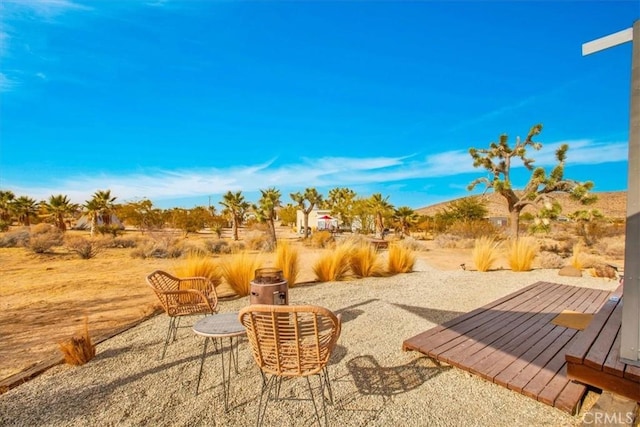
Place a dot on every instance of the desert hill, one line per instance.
(611, 204)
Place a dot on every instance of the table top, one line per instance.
(219, 326)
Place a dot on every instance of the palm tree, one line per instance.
(406, 217)
(314, 198)
(381, 208)
(26, 208)
(59, 206)
(105, 205)
(236, 205)
(268, 203)
(6, 199)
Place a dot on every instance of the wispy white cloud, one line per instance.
(327, 172)
(7, 84)
(47, 8)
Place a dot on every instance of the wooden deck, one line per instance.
(513, 343)
(594, 359)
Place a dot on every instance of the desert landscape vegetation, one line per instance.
(48, 294)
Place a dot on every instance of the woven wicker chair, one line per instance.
(291, 341)
(182, 297)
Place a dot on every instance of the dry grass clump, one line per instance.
(334, 265)
(401, 259)
(550, 260)
(238, 271)
(288, 260)
(364, 261)
(521, 252)
(485, 253)
(196, 265)
(78, 350)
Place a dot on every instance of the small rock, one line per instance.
(570, 271)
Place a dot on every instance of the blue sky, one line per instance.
(181, 101)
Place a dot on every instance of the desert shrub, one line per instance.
(258, 241)
(485, 253)
(521, 252)
(217, 246)
(413, 244)
(550, 260)
(321, 239)
(473, 229)
(43, 237)
(611, 247)
(238, 271)
(13, 239)
(83, 247)
(334, 265)
(400, 259)
(78, 350)
(452, 241)
(197, 265)
(121, 243)
(603, 270)
(158, 248)
(364, 261)
(288, 260)
(109, 230)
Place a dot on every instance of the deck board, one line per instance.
(594, 359)
(512, 342)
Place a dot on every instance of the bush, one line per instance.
(453, 241)
(196, 265)
(334, 264)
(238, 271)
(258, 241)
(288, 260)
(550, 260)
(321, 239)
(364, 261)
(473, 229)
(15, 239)
(521, 252)
(84, 248)
(400, 259)
(217, 246)
(44, 237)
(485, 253)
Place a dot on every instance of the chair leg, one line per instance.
(171, 333)
(313, 400)
(264, 395)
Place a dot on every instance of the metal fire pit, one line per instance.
(269, 287)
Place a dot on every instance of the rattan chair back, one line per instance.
(290, 340)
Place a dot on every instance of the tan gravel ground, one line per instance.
(375, 383)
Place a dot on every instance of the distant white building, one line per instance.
(319, 219)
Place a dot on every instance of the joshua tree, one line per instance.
(406, 217)
(340, 201)
(59, 206)
(6, 199)
(497, 160)
(314, 198)
(266, 209)
(237, 206)
(381, 208)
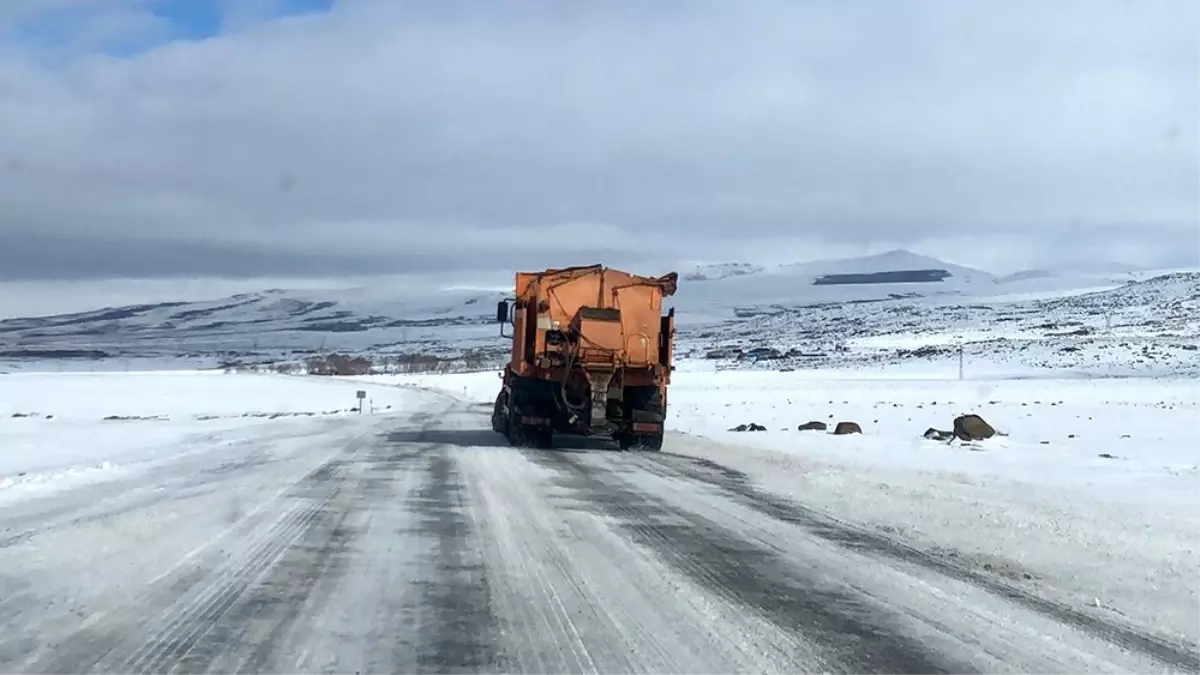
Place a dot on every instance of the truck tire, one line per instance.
(652, 442)
(525, 436)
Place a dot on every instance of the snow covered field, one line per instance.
(59, 430)
(1092, 497)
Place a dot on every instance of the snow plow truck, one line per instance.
(592, 356)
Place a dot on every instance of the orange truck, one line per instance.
(592, 356)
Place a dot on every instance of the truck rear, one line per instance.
(592, 356)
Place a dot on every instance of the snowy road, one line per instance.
(425, 544)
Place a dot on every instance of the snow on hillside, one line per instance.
(264, 326)
(715, 272)
(749, 317)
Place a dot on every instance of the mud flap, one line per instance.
(599, 383)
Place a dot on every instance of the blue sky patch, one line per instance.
(99, 28)
(195, 19)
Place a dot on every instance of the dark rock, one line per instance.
(972, 428)
(846, 428)
(939, 435)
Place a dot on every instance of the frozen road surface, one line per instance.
(421, 543)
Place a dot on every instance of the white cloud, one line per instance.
(475, 135)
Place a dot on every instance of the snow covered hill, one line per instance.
(730, 316)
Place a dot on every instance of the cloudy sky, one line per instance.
(167, 138)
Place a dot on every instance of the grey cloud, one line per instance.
(391, 135)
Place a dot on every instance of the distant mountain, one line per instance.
(888, 262)
(1117, 272)
(264, 324)
(714, 272)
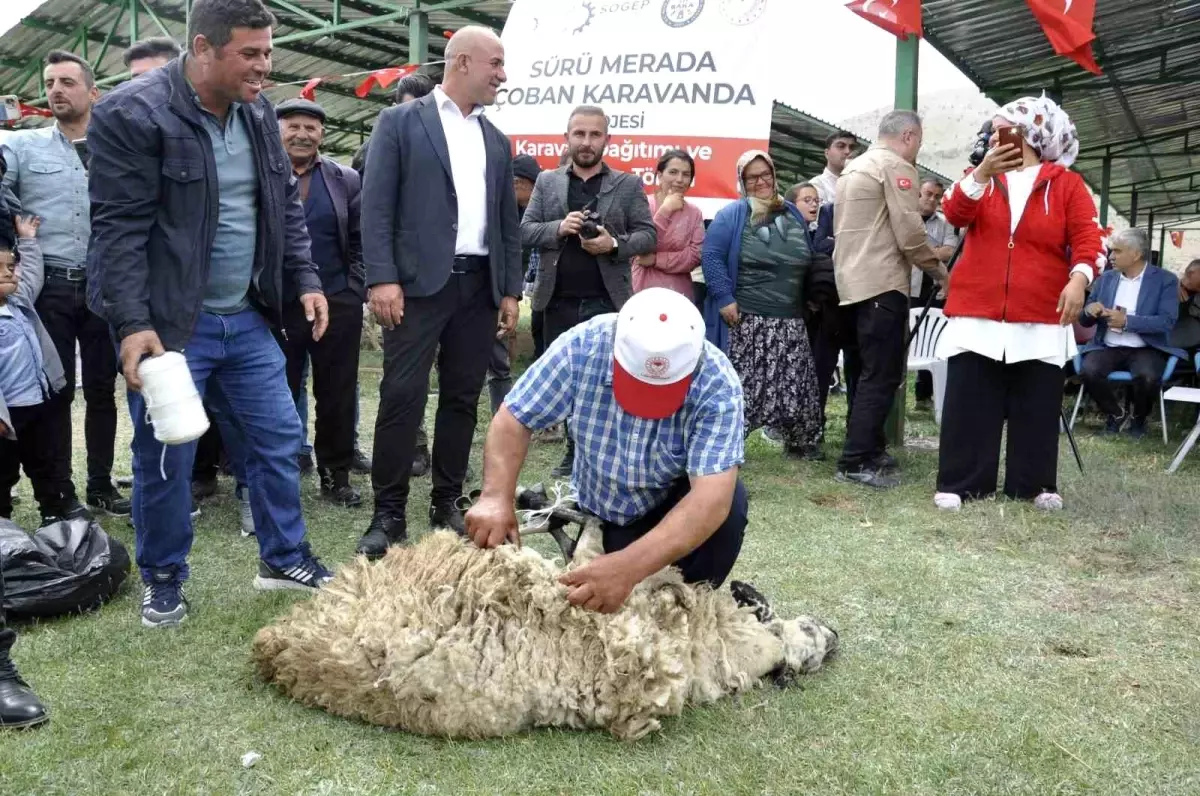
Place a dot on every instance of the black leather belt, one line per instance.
(469, 263)
(67, 273)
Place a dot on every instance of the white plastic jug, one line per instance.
(173, 406)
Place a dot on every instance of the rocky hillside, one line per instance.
(952, 119)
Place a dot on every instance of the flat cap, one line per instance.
(299, 105)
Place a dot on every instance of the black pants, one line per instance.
(335, 372)
(1146, 366)
(825, 339)
(873, 339)
(981, 393)
(713, 560)
(66, 317)
(457, 325)
(43, 450)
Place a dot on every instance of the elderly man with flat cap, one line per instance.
(329, 193)
(657, 417)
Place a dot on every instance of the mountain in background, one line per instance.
(952, 120)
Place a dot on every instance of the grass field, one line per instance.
(996, 651)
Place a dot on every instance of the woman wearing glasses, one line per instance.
(756, 261)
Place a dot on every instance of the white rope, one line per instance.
(534, 519)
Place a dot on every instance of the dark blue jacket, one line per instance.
(411, 209)
(153, 181)
(1158, 309)
(720, 258)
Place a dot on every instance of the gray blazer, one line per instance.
(625, 214)
(33, 275)
(411, 209)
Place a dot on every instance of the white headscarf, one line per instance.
(1048, 129)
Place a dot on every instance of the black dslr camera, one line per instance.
(592, 221)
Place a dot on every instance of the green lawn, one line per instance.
(997, 651)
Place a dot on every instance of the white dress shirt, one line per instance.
(1127, 297)
(468, 165)
(1000, 340)
(826, 184)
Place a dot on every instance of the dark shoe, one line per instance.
(361, 464)
(335, 488)
(1114, 423)
(163, 604)
(421, 461)
(448, 516)
(19, 706)
(309, 575)
(383, 532)
(109, 501)
(567, 466)
(69, 510)
(868, 477)
(204, 488)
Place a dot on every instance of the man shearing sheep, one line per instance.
(657, 417)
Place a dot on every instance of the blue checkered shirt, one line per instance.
(625, 465)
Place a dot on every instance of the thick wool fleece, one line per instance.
(449, 640)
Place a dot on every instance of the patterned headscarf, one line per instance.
(1048, 129)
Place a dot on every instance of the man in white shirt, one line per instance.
(1134, 307)
(839, 150)
(442, 249)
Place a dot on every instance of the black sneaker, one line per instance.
(71, 509)
(309, 575)
(383, 532)
(421, 462)
(448, 516)
(163, 604)
(19, 706)
(204, 488)
(109, 501)
(1114, 423)
(868, 477)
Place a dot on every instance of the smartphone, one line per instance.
(1011, 136)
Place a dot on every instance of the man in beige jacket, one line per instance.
(881, 237)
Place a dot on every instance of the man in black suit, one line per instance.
(330, 195)
(442, 246)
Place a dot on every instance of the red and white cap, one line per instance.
(660, 335)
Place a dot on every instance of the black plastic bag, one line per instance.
(64, 568)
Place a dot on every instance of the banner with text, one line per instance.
(691, 75)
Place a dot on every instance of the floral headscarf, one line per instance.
(1048, 129)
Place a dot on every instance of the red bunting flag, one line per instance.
(310, 89)
(383, 78)
(901, 18)
(1068, 27)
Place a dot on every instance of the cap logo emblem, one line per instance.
(657, 366)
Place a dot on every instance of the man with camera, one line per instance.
(587, 221)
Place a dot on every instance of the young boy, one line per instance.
(31, 408)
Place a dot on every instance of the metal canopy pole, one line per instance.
(1105, 185)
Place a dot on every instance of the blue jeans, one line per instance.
(301, 399)
(238, 355)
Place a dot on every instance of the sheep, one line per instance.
(445, 639)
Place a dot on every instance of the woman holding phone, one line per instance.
(681, 227)
(1031, 249)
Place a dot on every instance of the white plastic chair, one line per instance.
(923, 352)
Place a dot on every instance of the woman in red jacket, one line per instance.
(1031, 249)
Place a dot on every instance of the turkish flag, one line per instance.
(310, 89)
(901, 18)
(1068, 27)
(383, 78)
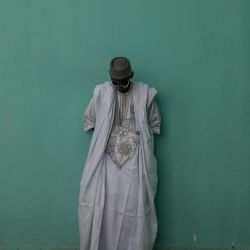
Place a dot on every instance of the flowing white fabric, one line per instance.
(116, 210)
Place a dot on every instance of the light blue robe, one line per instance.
(92, 187)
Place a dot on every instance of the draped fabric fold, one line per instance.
(92, 187)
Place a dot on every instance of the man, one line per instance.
(116, 204)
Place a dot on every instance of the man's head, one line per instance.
(120, 70)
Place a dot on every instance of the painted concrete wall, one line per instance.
(194, 52)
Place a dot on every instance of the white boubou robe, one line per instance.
(92, 188)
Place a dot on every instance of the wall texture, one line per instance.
(194, 52)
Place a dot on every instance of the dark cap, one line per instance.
(120, 68)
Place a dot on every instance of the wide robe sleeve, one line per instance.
(154, 116)
(89, 116)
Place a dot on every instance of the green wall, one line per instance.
(194, 52)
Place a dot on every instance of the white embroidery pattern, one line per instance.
(122, 144)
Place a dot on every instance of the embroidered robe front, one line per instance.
(118, 185)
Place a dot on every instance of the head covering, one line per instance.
(120, 68)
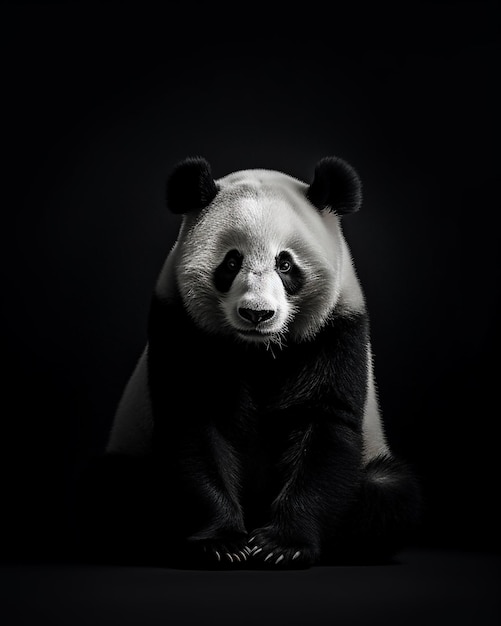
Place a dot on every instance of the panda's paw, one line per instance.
(221, 552)
(269, 548)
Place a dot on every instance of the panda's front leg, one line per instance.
(211, 476)
(320, 476)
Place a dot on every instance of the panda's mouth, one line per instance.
(254, 334)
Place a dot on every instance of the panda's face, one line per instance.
(260, 263)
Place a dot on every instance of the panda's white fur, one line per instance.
(261, 213)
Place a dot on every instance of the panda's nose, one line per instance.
(255, 316)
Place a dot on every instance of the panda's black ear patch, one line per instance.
(190, 186)
(336, 186)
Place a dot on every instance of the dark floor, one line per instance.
(424, 587)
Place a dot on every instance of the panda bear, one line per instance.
(249, 433)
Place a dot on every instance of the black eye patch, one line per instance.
(290, 274)
(227, 270)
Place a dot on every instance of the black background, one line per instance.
(100, 101)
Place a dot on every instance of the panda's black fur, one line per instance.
(257, 452)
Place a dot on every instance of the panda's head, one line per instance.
(260, 255)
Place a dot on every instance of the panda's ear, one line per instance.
(190, 186)
(336, 186)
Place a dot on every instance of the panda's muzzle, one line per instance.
(255, 316)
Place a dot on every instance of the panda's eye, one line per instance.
(233, 261)
(284, 266)
(284, 263)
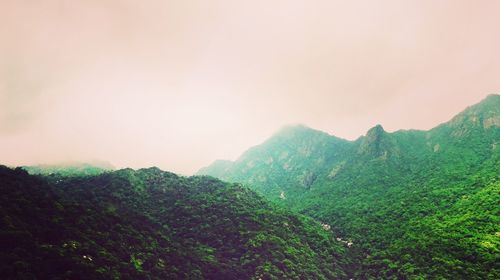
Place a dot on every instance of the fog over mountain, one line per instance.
(178, 84)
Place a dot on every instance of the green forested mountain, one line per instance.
(414, 204)
(70, 169)
(150, 224)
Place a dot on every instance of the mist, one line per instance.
(178, 84)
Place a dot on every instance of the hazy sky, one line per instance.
(178, 84)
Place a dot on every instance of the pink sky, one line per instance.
(178, 84)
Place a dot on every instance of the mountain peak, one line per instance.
(484, 114)
(377, 143)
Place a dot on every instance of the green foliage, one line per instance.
(414, 204)
(150, 224)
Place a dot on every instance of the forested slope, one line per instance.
(150, 224)
(415, 204)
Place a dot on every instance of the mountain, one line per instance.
(151, 224)
(415, 204)
(70, 168)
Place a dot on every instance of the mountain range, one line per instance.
(304, 204)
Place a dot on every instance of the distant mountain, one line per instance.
(417, 204)
(70, 168)
(151, 224)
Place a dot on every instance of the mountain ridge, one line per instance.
(378, 190)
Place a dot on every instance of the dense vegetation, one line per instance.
(415, 204)
(150, 224)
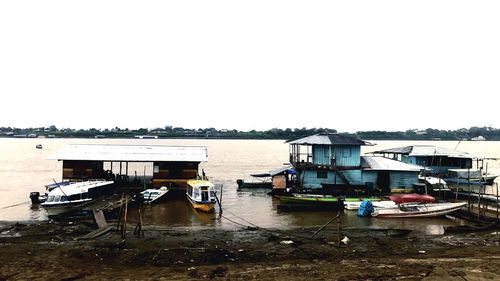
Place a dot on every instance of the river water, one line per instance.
(23, 169)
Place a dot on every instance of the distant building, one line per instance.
(478, 138)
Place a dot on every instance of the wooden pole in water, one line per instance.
(124, 233)
(468, 199)
(497, 201)
(338, 229)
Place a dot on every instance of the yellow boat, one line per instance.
(201, 195)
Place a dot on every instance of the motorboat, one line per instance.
(201, 195)
(73, 196)
(154, 195)
(412, 198)
(411, 210)
(354, 205)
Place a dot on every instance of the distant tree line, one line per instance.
(487, 133)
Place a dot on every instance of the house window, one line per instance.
(322, 174)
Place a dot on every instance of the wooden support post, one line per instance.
(497, 201)
(339, 221)
(124, 232)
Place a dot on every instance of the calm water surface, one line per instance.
(24, 169)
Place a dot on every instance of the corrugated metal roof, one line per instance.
(425, 150)
(379, 163)
(329, 139)
(132, 153)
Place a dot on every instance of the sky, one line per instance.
(260, 64)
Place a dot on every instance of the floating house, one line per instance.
(333, 163)
(437, 159)
(172, 166)
(453, 166)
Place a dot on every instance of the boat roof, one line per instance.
(329, 139)
(132, 153)
(77, 187)
(274, 172)
(379, 163)
(425, 150)
(199, 183)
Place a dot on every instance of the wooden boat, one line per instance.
(298, 198)
(73, 196)
(304, 202)
(354, 205)
(153, 195)
(411, 210)
(259, 181)
(201, 195)
(412, 198)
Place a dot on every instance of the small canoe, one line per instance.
(314, 199)
(410, 210)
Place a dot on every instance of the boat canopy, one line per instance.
(425, 150)
(288, 170)
(379, 163)
(199, 183)
(465, 173)
(132, 153)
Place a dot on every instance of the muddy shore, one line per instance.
(57, 251)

──────────────────────────────

Everything from the line that contains "Place a dot on every instance of the distant tree" through the end of the records must be duplicated exactly, and nothing outside that range.

Place a dot on every instance of the distant tree line, one line per instance.
(487, 133)
Place a dot on every instance of the house window, one line per instance.
(322, 174)
Place a dot on every instance of the wooden support post, one line per instance.
(497, 201)
(339, 221)
(124, 232)
Place a dot on every instance of the calm water surface, one line per instance.
(24, 169)
Place a dot on every instance of the corrugated metal roof, one line per instance.
(425, 150)
(379, 163)
(329, 139)
(132, 153)
Place a dot on every instance of the sky, one line per instance.
(260, 64)
Place a dot on every instance of the floating house, one line per instance.
(333, 163)
(437, 159)
(172, 166)
(453, 166)
Place a dot on every instance of the boat roof, one line per instance.
(329, 139)
(132, 153)
(77, 187)
(274, 172)
(379, 163)
(425, 150)
(199, 183)
Place a dot on every instance of the wooden boat, one line per instance.
(298, 198)
(73, 196)
(304, 202)
(354, 205)
(153, 195)
(411, 210)
(259, 181)
(201, 195)
(412, 198)
Place a dot on every instance of the small canoe, one line per instance.
(314, 199)
(410, 210)
Place a dot on every instance of the boat canopy, one line per instance.
(425, 150)
(288, 170)
(379, 163)
(199, 183)
(465, 173)
(132, 153)
Place a dot on every instance of the muddy shore, one line per instance.
(57, 251)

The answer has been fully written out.